───── Records supplied

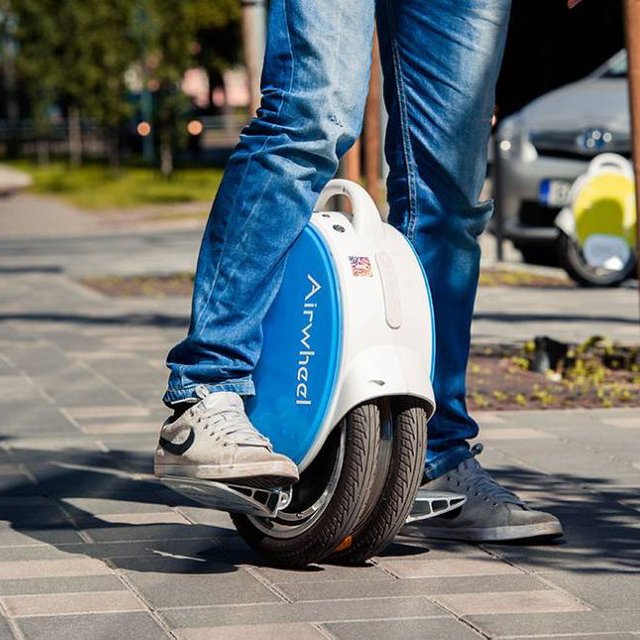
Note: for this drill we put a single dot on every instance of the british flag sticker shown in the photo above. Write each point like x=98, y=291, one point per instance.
x=361, y=266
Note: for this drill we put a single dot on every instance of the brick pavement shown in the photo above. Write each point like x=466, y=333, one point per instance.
x=91, y=546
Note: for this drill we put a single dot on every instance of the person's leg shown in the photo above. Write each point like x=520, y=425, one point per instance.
x=441, y=60
x=314, y=85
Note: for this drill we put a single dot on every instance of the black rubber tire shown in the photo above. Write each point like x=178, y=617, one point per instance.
x=579, y=271
x=341, y=513
x=404, y=476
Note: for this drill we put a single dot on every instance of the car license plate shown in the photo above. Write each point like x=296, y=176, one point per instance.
x=554, y=193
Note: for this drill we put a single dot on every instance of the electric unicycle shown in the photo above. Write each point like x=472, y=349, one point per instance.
x=342, y=388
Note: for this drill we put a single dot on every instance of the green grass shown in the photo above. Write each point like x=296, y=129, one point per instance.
x=97, y=187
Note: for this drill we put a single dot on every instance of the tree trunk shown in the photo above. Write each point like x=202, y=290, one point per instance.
x=75, y=135
x=42, y=151
x=166, y=156
x=114, y=149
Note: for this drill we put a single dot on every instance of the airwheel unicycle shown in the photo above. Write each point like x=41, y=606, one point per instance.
x=342, y=388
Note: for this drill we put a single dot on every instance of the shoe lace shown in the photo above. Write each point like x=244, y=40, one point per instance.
x=233, y=426
x=479, y=481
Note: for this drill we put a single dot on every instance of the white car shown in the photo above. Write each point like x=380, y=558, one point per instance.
x=544, y=147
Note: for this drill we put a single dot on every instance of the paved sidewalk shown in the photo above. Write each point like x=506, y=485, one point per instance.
x=91, y=546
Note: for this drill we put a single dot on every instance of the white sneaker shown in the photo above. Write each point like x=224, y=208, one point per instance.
x=214, y=440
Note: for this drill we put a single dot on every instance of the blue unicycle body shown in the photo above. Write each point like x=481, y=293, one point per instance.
x=343, y=387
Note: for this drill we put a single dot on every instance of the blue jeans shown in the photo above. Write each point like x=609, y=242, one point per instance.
x=440, y=63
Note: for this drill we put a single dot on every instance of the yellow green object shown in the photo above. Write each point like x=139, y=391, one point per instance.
x=606, y=205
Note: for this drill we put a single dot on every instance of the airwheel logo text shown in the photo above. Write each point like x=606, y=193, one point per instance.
x=306, y=353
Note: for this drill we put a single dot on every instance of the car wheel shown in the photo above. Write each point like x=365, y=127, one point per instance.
x=579, y=270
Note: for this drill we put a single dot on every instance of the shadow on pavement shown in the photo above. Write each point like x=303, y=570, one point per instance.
x=128, y=319
x=552, y=317
x=103, y=505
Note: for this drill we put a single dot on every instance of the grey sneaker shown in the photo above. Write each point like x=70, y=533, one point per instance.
x=214, y=440
x=491, y=512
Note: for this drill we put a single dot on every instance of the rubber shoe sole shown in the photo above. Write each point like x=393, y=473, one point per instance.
x=546, y=530
x=260, y=474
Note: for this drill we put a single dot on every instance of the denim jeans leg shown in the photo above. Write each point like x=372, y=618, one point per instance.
x=441, y=61
x=314, y=86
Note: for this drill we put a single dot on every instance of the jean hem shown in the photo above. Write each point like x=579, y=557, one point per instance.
x=446, y=461
x=187, y=392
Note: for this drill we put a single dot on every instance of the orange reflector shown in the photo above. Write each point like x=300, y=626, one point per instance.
x=345, y=544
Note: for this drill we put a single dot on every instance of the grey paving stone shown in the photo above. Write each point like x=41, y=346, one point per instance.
x=33, y=418
x=12, y=569
x=202, y=515
x=195, y=585
x=77, y=584
x=5, y=630
x=122, y=504
x=10, y=536
x=586, y=636
x=601, y=590
x=324, y=611
x=323, y=573
x=407, y=629
x=312, y=590
x=447, y=567
x=163, y=556
x=140, y=626
x=624, y=621
x=538, y=601
x=293, y=630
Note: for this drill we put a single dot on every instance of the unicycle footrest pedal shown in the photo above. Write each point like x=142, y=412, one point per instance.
x=430, y=504
x=231, y=497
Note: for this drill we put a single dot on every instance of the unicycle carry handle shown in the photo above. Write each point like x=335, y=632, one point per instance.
x=366, y=218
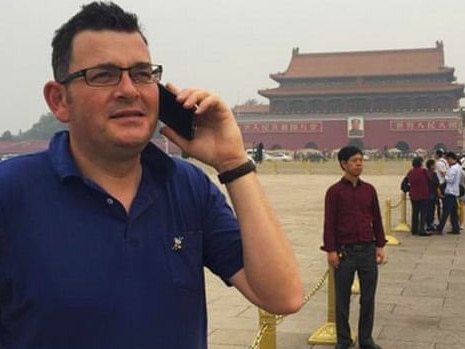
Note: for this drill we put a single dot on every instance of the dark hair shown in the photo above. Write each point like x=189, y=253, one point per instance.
x=430, y=163
x=93, y=16
x=346, y=152
x=451, y=155
x=417, y=161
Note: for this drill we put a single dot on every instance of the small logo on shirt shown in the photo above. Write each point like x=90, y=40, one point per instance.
x=177, y=243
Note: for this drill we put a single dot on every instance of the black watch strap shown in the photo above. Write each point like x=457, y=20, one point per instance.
x=235, y=173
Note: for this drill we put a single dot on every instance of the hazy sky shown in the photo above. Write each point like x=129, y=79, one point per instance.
x=228, y=47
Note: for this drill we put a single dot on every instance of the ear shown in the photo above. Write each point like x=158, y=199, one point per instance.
x=55, y=96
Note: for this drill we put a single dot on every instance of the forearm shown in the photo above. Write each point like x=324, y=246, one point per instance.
x=270, y=267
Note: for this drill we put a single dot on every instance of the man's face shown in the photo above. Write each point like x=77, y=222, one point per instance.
x=451, y=161
x=355, y=124
x=121, y=117
x=354, y=165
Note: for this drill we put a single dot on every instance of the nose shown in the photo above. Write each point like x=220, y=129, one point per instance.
x=126, y=87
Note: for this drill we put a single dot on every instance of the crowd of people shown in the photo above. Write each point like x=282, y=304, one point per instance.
x=436, y=191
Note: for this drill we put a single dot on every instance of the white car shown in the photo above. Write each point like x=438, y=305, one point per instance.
x=277, y=156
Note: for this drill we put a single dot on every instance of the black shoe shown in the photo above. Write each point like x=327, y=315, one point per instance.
x=370, y=346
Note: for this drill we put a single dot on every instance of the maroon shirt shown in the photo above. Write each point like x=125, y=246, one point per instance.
x=352, y=215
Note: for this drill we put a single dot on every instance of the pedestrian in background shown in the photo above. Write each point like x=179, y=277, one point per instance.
x=354, y=241
x=419, y=196
x=433, y=188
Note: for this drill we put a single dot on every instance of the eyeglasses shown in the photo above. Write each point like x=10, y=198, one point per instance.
x=110, y=75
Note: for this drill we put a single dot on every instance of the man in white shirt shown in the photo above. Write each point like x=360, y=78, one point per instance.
x=440, y=165
x=452, y=179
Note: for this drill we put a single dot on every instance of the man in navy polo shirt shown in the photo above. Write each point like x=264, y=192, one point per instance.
x=103, y=237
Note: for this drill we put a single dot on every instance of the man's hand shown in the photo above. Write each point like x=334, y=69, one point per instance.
x=218, y=140
x=333, y=259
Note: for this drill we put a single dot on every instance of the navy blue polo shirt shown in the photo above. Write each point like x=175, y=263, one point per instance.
x=77, y=271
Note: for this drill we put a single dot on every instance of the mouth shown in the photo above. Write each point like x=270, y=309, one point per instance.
x=127, y=113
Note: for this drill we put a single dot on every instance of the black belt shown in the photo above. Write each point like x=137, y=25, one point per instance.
x=357, y=246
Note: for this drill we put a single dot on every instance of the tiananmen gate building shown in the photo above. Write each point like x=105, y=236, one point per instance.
x=373, y=99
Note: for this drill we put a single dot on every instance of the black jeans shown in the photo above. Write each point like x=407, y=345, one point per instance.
x=419, y=211
x=360, y=258
x=450, y=208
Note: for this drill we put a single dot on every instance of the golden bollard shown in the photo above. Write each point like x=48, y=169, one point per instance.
x=326, y=334
x=403, y=227
x=275, y=167
x=268, y=341
x=392, y=240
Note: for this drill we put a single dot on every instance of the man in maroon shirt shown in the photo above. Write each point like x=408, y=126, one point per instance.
x=354, y=240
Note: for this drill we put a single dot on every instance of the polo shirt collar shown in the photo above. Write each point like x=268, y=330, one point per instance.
x=346, y=181
x=63, y=163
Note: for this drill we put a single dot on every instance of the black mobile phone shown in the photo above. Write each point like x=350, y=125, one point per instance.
x=174, y=115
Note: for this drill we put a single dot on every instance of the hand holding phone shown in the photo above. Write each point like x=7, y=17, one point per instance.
x=174, y=115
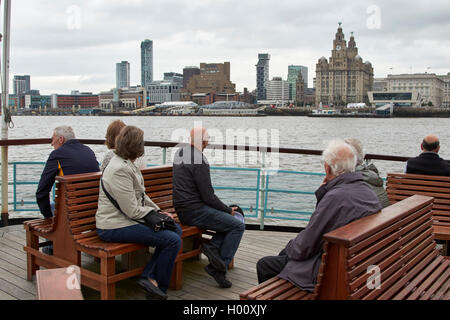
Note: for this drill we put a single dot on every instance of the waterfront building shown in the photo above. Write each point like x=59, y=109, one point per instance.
x=429, y=85
x=146, y=62
x=293, y=75
x=380, y=84
x=213, y=77
x=83, y=100
x=163, y=91
x=446, y=92
x=36, y=101
x=278, y=90
x=128, y=98
x=397, y=98
x=345, y=78
x=299, y=90
x=309, y=98
x=122, y=75
x=21, y=84
x=188, y=72
x=262, y=76
x=174, y=77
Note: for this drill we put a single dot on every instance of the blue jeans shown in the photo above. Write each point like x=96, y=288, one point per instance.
x=167, y=244
x=229, y=230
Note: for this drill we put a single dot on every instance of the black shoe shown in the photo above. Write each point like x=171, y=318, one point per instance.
x=219, y=276
x=48, y=249
x=213, y=256
x=152, y=291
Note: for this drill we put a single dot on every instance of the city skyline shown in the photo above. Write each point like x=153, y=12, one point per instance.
x=78, y=47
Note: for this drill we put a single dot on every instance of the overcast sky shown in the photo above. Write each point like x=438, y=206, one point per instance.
x=74, y=45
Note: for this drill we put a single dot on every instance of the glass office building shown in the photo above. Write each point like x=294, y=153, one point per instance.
x=146, y=62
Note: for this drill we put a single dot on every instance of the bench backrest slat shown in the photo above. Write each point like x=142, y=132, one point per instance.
x=402, y=185
x=80, y=195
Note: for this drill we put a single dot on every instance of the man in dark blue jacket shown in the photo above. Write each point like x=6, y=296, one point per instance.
x=69, y=157
x=197, y=205
x=429, y=162
x=342, y=198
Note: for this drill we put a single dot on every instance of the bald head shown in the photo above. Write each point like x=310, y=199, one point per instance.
x=199, y=138
x=430, y=143
x=339, y=158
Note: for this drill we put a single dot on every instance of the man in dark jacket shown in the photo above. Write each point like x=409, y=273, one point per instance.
x=69, y=157
x=342, y=198
x=197, y=205
x=428, y=162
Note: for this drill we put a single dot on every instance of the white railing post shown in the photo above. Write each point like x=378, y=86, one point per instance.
x=5, y=109
x=262, y=196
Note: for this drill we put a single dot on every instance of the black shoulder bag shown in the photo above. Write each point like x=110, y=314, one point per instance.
x=155, y=220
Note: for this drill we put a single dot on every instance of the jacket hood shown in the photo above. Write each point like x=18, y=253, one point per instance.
x=370, y=175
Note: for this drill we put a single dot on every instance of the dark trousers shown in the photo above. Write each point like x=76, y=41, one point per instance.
x=269, y=267
x=229, y=230
x=167, y=244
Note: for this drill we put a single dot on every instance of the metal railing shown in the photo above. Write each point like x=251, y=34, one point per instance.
x=261, y=187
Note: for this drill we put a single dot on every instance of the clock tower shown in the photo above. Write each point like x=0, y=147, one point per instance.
x=344, y=78
x=339, y=44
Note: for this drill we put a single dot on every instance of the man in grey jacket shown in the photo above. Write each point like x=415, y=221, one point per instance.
x=197, y=205
x=342, y=198
x=369, y=172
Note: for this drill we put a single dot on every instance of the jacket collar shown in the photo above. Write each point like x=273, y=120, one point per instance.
x=71, y=141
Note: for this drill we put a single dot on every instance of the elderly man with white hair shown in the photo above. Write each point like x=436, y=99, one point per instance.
x=342, y=198
x=197, y=205
x=68, y=157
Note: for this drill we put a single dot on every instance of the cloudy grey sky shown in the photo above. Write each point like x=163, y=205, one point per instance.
x=74, y=45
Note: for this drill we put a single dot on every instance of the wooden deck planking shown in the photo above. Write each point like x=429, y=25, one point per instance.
x=197, y=284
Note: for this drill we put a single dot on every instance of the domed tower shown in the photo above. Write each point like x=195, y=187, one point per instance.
x=344, y=78
x=352, y=50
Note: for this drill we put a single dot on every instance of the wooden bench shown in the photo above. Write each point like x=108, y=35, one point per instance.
x=401, y=185
x=398, y=240
x=73, y=231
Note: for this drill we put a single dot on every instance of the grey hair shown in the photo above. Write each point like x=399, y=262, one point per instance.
x=340, y=156
x=65, y=131
x=357, y=145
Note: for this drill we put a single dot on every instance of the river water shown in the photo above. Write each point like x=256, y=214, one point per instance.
x=391, y=136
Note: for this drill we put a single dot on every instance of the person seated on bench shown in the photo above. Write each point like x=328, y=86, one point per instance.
x=197, y=205
x=342, y=198
x=429, y=162
x=125, y=183
x=369, y=172
x=110, y=140
x=68, y=157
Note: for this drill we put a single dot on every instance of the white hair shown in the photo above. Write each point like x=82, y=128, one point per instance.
x=357, y=145
x=65, y=131
x=340, y=156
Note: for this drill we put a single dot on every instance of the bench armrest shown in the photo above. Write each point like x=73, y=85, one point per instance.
x=362, y=228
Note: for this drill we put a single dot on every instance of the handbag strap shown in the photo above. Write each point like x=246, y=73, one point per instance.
x=113, y=201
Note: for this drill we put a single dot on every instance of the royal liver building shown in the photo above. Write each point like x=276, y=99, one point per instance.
x=345, y=78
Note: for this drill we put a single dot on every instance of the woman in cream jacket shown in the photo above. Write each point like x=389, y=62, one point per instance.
x=125, y=183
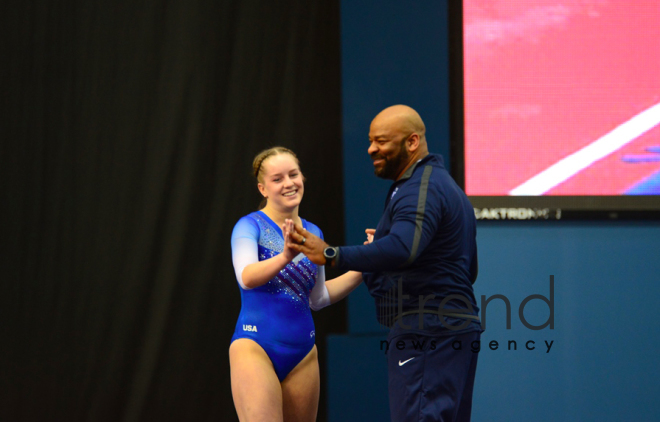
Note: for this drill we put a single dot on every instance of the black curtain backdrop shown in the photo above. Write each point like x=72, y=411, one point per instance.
x=128, y=131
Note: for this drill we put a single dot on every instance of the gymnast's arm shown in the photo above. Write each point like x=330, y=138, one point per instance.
x=332, y=291
x=250, y=272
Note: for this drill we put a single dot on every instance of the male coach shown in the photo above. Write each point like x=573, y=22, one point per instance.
x=420, y=269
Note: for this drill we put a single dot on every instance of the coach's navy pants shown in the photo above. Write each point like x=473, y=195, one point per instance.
x=430, y=377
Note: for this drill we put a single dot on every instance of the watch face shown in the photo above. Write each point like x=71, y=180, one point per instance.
x=330, y=253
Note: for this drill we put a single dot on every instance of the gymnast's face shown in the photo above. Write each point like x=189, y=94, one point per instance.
x=282, y=181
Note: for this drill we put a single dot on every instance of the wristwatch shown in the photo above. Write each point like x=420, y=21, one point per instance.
x=330, y=254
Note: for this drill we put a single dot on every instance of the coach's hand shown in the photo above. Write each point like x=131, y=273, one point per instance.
x=311, y=245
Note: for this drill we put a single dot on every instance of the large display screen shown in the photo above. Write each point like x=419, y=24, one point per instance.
x=561, y=103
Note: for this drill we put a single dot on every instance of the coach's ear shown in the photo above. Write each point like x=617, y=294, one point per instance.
x=412, y=143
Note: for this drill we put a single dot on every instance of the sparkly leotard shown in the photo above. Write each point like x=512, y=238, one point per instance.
x=277, y=314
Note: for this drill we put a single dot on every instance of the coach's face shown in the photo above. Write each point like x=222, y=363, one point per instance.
x=388, y=147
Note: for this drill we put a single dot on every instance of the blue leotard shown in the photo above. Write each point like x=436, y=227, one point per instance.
x=277, y=314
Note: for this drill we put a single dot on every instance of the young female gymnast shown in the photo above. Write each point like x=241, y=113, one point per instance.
x=273, y=359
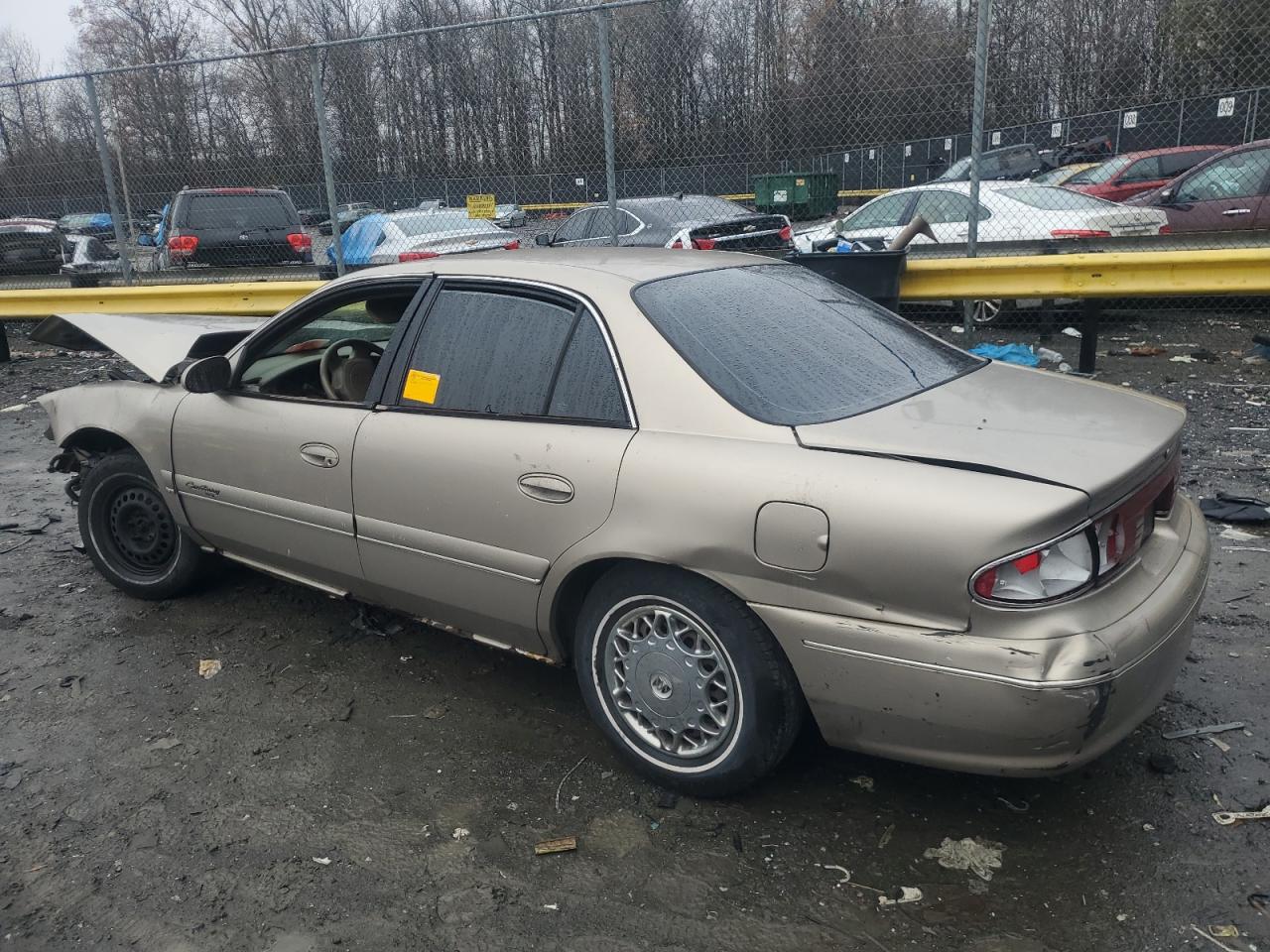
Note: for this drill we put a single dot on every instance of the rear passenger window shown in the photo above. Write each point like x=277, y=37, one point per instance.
x=511, y=354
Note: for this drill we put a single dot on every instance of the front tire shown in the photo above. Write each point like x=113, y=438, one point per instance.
x=685, y=680
x=130, y=534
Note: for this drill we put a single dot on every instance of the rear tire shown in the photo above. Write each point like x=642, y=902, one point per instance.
x=685, y=680
x=130, y=534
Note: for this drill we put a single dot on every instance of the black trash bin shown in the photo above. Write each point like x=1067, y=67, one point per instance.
x=874, y=275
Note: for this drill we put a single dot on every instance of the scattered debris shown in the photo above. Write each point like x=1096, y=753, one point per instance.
x=1228, y=817
x=844, y=871
x=978, y=856
x=563, y=844
x=561, y=785
x=1215, y=942
x=1162, y=763
x=885, y=837
x=902, y=896
x=1206, y=729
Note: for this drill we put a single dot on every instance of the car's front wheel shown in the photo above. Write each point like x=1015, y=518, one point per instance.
x=130, y=534
x=685, y=679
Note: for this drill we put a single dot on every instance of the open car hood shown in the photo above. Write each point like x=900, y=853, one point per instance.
x=153, y=343
x=1028, y=424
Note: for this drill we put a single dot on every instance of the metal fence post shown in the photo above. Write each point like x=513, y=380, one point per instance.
x=327, y=166
x=606, y=94
x=976, y=107
x=103, y=154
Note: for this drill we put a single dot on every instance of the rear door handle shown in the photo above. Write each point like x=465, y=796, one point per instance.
x=545, y=486
x=318, y=454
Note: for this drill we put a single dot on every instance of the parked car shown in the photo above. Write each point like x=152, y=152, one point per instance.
x=32, y=246
x=312, y=216
x=230, y=227
x=701, y=222
x=1129, y=175
x=1057, y=177
x=87, y=261
x=414, y=236
x=1229, y=191
x=348, y=214
x=639, y=465
x=98, y=223
x=1008, y=211
x=508, y=216
x=1019, y=162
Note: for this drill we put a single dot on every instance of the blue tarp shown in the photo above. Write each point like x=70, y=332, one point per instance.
x=1008, y=353
x=359, y=240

──────────

• Problem details:
Copy the material above word for word, starting at the line containing "y=21, one point per instance." and ending at the line containing "x=311, y=245", including both of those lines.

• Task result:
Note: for this drill we put a single dot on every instance of the wristwatch shown in the photo above. Write each point like x=420, y=21, one point per instance.
x=330, y=254
Note: for this drill we put a single dot on every instance of the coach's hand shown in the photo above. Write each point like x=131, y=273, one point per instance.
x=311, y=245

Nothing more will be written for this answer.